** BEGIN Extracted records **

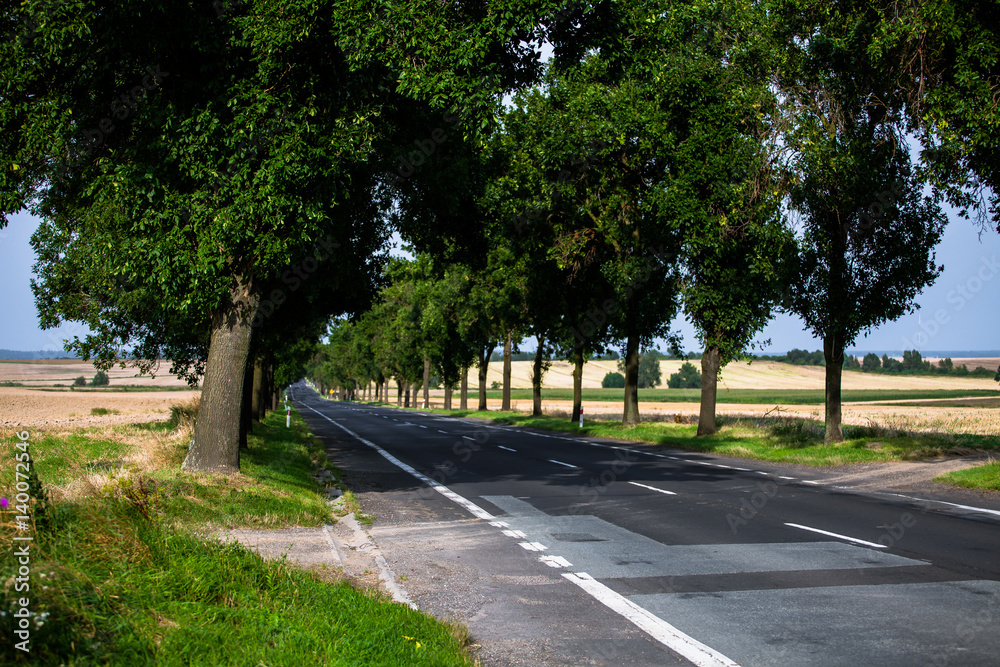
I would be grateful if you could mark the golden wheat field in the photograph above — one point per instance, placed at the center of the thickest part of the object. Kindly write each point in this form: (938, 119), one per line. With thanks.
(24, 406)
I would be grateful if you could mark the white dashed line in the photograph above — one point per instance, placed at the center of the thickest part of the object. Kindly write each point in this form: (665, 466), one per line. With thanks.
(653, 488)
(838, 536)
(660, 630)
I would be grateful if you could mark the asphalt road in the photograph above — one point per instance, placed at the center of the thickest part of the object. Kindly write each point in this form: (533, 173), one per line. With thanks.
(632, 554)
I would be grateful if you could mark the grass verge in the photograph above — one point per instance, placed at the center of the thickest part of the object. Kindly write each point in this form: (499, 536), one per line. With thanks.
(984, 477)
(119, 575)
(779, 439)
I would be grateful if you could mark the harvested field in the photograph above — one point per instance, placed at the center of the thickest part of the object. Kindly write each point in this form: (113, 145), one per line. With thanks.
(21, 407)
(743, 375)
(49, 372)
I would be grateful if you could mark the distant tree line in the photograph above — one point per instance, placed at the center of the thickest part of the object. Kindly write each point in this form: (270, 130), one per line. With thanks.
(914, 364)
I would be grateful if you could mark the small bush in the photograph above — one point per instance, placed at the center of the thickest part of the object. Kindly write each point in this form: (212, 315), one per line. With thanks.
(613, 381)
(688, 377)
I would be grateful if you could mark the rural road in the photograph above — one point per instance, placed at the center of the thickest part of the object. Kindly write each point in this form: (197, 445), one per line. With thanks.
(561, 550)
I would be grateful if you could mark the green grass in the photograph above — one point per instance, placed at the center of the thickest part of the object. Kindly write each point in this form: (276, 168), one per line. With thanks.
(986, 477)
(127, 581)
(779, 439)
(745, 396)
(276, 489)
(123, 590)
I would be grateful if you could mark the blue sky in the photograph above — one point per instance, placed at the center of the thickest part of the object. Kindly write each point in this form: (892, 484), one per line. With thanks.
(958, 313)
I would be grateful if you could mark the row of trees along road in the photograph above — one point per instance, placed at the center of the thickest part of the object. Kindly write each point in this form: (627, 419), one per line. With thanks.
(243, 193)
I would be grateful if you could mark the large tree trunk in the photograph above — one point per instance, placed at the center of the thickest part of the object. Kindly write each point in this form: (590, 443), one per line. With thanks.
(630, 415)
(709, 389)
(484, 366)
(259, 387)
(536, 378)
(216, 443)
(427, 382)
(508, 344)
(246, 405)
(272, 391)
(464, 400)
(833, 352)
(577, 380)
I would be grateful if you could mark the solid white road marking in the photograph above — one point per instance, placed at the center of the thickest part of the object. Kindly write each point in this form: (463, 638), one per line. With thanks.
(473, 508)
(653, 488)
(555, 561)
(656, 627)
(838, 536)
(965, 507)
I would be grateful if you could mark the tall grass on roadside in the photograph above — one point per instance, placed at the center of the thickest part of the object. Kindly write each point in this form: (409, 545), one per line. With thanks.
(111, 586)
(986, 477)
(120, 575)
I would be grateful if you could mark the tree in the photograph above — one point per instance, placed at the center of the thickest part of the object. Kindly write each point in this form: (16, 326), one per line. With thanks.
(649, 370)
(912, 360)
(867, 238)
(688, 377)
(945, 55)
(228, 163)
(871, 363)
(613, 381)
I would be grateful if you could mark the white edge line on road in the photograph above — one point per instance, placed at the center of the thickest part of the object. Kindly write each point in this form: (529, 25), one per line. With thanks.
(653, 488)
(838, 536)
(964, 507)
(473, 508)
(656, 627)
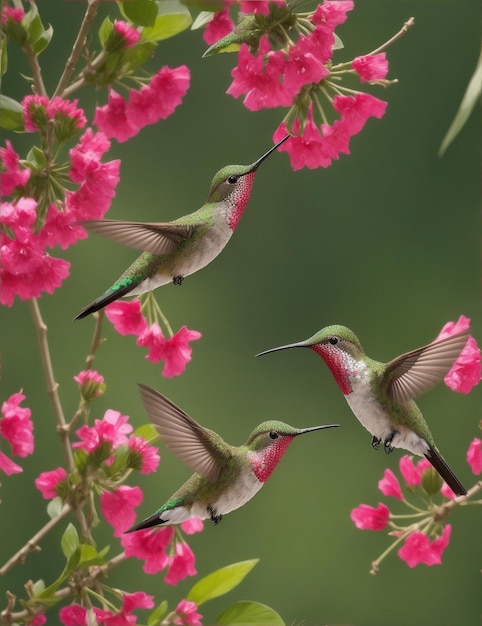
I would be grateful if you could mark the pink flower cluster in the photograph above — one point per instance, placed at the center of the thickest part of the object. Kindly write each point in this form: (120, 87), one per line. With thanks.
(155, 547)
(417, 547)
(26, 268)
(127, 319)
(76, 615)
(16, 427)
(155, 101)
(39, 111)
(466, 372)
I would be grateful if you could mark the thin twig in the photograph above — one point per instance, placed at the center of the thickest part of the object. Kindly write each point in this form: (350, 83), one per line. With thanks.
(408, 24)
(52, 385)
(32, 544)
(8, 617)
(77, 47)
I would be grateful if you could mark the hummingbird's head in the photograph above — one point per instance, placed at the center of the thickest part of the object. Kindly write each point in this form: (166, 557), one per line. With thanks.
(269, 441)
(339, 348)
(232, 186)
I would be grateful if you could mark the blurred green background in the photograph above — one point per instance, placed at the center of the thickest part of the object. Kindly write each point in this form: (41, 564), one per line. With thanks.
(385, 241)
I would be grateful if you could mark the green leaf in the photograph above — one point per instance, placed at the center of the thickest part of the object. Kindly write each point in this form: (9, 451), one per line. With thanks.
(43, 41)
(10, 113)
(70, 541)
(220, 582)
(249, 614)
(139, 12)
(202, 19)
(105, 30)
(172, 18)
(470, 99)
(157, 614)
(147, 432)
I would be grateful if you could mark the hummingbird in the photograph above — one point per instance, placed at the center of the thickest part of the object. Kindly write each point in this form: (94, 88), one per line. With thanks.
(226, 477)
(381, 395)
(173, 250)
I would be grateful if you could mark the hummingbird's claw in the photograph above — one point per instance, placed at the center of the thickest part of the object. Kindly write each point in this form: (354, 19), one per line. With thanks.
(388, 441)
(214, 518)
(376, 442)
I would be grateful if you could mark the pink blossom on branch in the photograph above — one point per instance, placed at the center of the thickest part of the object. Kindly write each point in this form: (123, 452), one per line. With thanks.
(366, 517)
(474, 456)
(418, 549)
(466, 371)
(118, 507)
(47, 482)
(174, 351)
(149, 545)
(390, 486)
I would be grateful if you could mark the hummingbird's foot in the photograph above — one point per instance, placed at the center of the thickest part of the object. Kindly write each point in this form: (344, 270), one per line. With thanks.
(376, 442)
(387, 444)
(214, 518)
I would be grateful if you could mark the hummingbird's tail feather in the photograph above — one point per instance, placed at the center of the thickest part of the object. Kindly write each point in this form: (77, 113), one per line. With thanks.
(111, 295)
(445, 472)
(153, 520)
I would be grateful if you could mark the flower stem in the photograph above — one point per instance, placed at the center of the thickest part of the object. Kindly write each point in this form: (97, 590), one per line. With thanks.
(77, 47)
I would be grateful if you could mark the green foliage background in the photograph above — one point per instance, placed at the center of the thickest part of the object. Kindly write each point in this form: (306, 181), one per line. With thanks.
(385, 241)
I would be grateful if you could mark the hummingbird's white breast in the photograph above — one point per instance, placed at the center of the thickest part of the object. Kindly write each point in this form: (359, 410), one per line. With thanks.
(373, 416)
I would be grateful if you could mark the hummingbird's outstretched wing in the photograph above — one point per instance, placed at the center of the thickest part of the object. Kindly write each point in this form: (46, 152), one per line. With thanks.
(439, 463)
(413, 373)
(192, 443)
(156, 238)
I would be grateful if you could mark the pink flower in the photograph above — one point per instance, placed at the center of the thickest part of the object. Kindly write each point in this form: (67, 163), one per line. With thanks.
(192, 525)
(258, 76)
(466, 371)
(13, 14)
(73, 615)
(220, 26)
(16, 426)
(149, 545)
(111, 119)
(144, 457)
(418, 549)
(390, 486)
(474, 456)
(91, 384)
(126, 317)
(175, 351)
(118, 507)
(366, 517)
(130, 601)
(113, 428)
(13, 176)
(47, 482)
(181, 564)
(412, 474)
(129, 34)
(371, 67)
(186, 614)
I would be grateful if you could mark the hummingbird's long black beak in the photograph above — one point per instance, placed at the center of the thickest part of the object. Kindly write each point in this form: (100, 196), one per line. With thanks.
(299, 344)
(257, 163)
(310, 430)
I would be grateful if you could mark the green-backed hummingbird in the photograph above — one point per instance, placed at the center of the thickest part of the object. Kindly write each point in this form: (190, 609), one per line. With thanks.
(174, 250)
(381, 394)
(226, 477)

** END Extracted records **

Transcribe the records word for word and include no pictures.

The solution:
I would be grateful if you could mark the golden wheat field in the photograph above — one point per instance, placed at the center of the thickest part of the object. Kindly write each point in this form: (938, 119), one per line. With thanks.
(24, 406)
I would be grateful if you could mark the white dashed line in the photograph above — one point per instance, placed at the center of the thickest part of the object. Kindly write each point in this form: (665, 466), one per line. With thanks.
(653, 488)
(838, 536)
(660, 630)
I would be grateful if you could mark the asphalt road in the photograph above — one point per instance, placed at the center of the thickest part of the object. Kindly write each point in this form: (533, 173), one per line. With thanks.
(632, 554)
I would be grateful if you could mark the grass verge in the photograph above — one point per instance, placed at the center of the thickest part of the object. Kindly write each point in this form: (499, 536), one per line. With thanks.
(984, 477)
(119, 575)
(779, 439)
I would be grateful if you could mark the harvested field in the photograph above — one point per instance, placed at the center of the thickest part of the object. Kindly write each point in this form: (113, 145), one per line. With thanks.
(21, 407)
(743, 375)
(49, 372)
I would be grateful if you could mark the distant tree line in the photograph above — one point per instance, placed at the center of the thickest part of the object. Kindly write each point in this form: (270, 130), one per line. With thanks.
(914, 364)
I would be grateful if you could mark the small bush in the photograph above — one point per instance, placed at the center of the thickest part of the object. Kindly write each point in this form: (212, 315), one per line. With thanks.
(613, 381)
(688, 377)
I would be grateful if you could mark the rural road in the photograph above — one point per instance, placed at the center of the thickest part of the object. Kindly write each point in this form: (197, 445), one per line. With thanks.
(561, 550)
I would be grateful if you could mark the green grass in the photograph above — one point per instance, placed at the center of the thickest part of the object. Kindly write each point in this form: (276, 168), one per line. With thanks.
(986, 477)
(127, 581)
(779, 439)
(745, 396)
(276, 489)
(123, 590)
I would be grateful if you could mark the blue sky in the photograph above — one point per instance, placed at the center of the thickest part of the object. Kindly write each point in this form: (892, 484), one per line. With thanks.
(958, 313)
I would be grateful if you could mark the row of trees along road in the photograph above — one point per instance, placed at the center of the thickest part of the object. Kindly write each point in this form: (627, 419), one per line. With thanks.
(243, 193)
I would be grateful if you could mark the large tree trunk in the photograph above — one point per instance, placed at the center of the thickest part of the object. Kindly write each point in this form: (590, 443), one per line. With thanks.
(630, 415)
(709, 389)
(484, 366)
(259, 387)
(536, 378)
(216, 443)
(427, 382)
(508, 344)
(246, 405)
(272, 391)
(464, 400)
(833, 352)
(577, 380)
I would be grateful if you could mark the solid white road marking in the photograph above — one point per instance, placed at the center of the thickest part of the object. Kindly write each point in this form: (463, 638), one per line. With thanks.
(473, 508)
(653, 488)
(555, 561)
(656, 627)
(838, 536)
(965, 507)
I would be grateful if you could mark the tall grass on roadside in the photograph above — one point per instance, placed at the center of the thickest part of the object. Kindly write each point in this form: (409, 545), one per line. With thanks.
(111, 586)
(986, 477)
(120, 575)
I would be grateful if you could mark the tree in the photograph above — one point per instance, placed at the center of the thickest part of the object. Kindly write each point in this form: (16, 326), one per line. With thanks.
(649, 370)
(912, 360)
(867, 238)
(688, 377)
(945, 55)
(228, 163)
(871, 363)
(613, 381)
I would be grateful if you could mark the white edge line on road in the photograph above — one point per instance, placed at the center of the thickest part of the object. Kindly write each point in this form: (529, 25), one per line. With thanks.
(653, 488)
(838, 536)
(964, 507)
(473, 508)
(656, 627)
I would be grateful if you could mark the pink flower cluster in the photograph above — one point per instance, placed at the center of the thickest part of the object. Kindly write each point in this form: (120, 87), one per line. With thanks.
(155, 547)
(417, 547)
(26, 268)
(127, 319)
(76, 615)
(16, 427)
(155, 101)
(39, 111)
(466, 372)
I would be grateful if you could mark the thin twig in the photograph above — one point per instance, placed at the center of the thickest part of the object. Kindly write each point in this form: (350, 83), one per line. With thanks.
(408, 24)
(52, 385)
(32, 544)
(8, 617)
(77, 47)
I would be grateful if you could mark the hummingbird's head in the photograph above — one point per instance, placed at the center of the thickest part of the object. Kindly write each point in this form: (166, 557), one per line. With thanks.
(269, 441)
(339, 348)
(232, 186)
I would be grateful if you could mark the blurred green background in the photograph above — one point per instance, placed at the center of the thickest part of the object. Kindly write each point in this form: (41, 564), one per line. With thanks.
(385, 241)
I would be grateful if you could mark the green leaf in the photograph above — one point per instance, placed at the center of the thickest part of the object. Kindly write each point in this form: (9, 451), one per line. With thanks.
(43, 41)
(10, 113)
(70, 541)
(220, 582)
(249, 614)
(139, 12)
(202, 19)
(105, 30)
(172, 18)
(470, 99)
(157, 614)
(147, 432)
I would be grateful if you could mark the hummingbird in the photograph above — one point per instance, placed at the center of the thickest part of the object. Kindly write each point in this form: (94, 88), one per line. With thanks.
(226, 477)
(381, 395)
(173, 250)
I would be grateful if you could mark the hummingbird's claw in the photograph above — one point per instance, placed at the center of the thickest part of the object. Kindly write each point in this form: (354, 19), one per line. With thanks.
(388, 441)
(214, 518)
(376, 442)
I would be grateful if you could mark the pink blossom on branch in the photograph above — one point per instance, placed at the center of the thickest part of the object. Kindly write each point in this form: (123, 452), one per line. With thanks.
(366, 517)
(474, 456)
(418, 549)
(466, 371)
(118, 507)
(47, 482)
(174, 351)
(149, 545)
(390, 486)
I would be grateful if you could mark the hummingbird's foot in the photograph above — one point per instance, placed at the center of the thickest part of the object. Kindly write each point in this form: (344, 270), one per line. With thanks.
(376, 442)
(387, 444)
(214, 518)
I would be grateful if you could mark the hummingbird's tail feather in the photograph above — one point per instance, placed at the center of the thickest part of the object. Kindly write each point in this form: (77, 113), one per line. With thanks.
(111, 295)
(445, 472)
(153, 520)
I would be grateful if you could mark the flower stem in the photograph above — one point per instance, placed at the center of the thickest part of the object. Kindly write each point in this form: (97, 590), one per line. With thanks.
(77, 47)
I would be grateful if you could mark the green foliage background in the photograph above — one point per instance, placed at the center of the thickest part of the object. Kindly write each point in this form: (306, 181), one per line. With thanks.
(385, 241)
I would be grateful if you could mark the hummingbird's white breast in the photograph above — one point per instance, placed at the center of the thickest part of the object. Kindly write each point in this form: (359, 410), one per line. With thanks.
(373, 416)
I would be grateful if you could mark the hummingbird's outstretched wing in the photograph above — one point per instance, placed at the center of the thickest part of the object. Kindly write each point in this form: (46, 152), one per line. With thanks.
(439, 463)
(413, 373)
(192, 443)
(156, 238)
I would be grateful if you could mark the pink flower in the photograph above — one point per instance, placed at the center of the thickest part of the object. Kindly write each point in this form: (67, 163), one per line. With thanks.
(192, 525)
(258, 76)
(466, 371)
(13, 14)
(73, 615)
(220, 26)
(16, 426)
(149, 545)
(111, 119)
(144, 457)
(418, 549)
(390, 486)
(474, 456)
(91, 384)
(126, 317)
(175, 351)
(118, 507)
(366, 517)
(130, 601)
(113, 428)
(13, 176)
(47, 482)
(181, 564)
(412, 474)
(129, 34)
(371, 67)
(186, 614)
I would be grateful if you could mark the hummingbird's long black beak in the photograph above — one point per instance, placed at the center of the thickest part of the object. Kindly write each point in this form: (100, 196), one per line. With thanks.
(299, 344)
(257, 163)
(310, 430)
I would be grateful if you could mark the green-backed hummingbird in the photograph above — one point per instance, placed at the center of the thickest part of the object. Kindly write each point in this form: (190, 609), one per line. With thanks.
(174, 250)
(381, 394)
(226, 477)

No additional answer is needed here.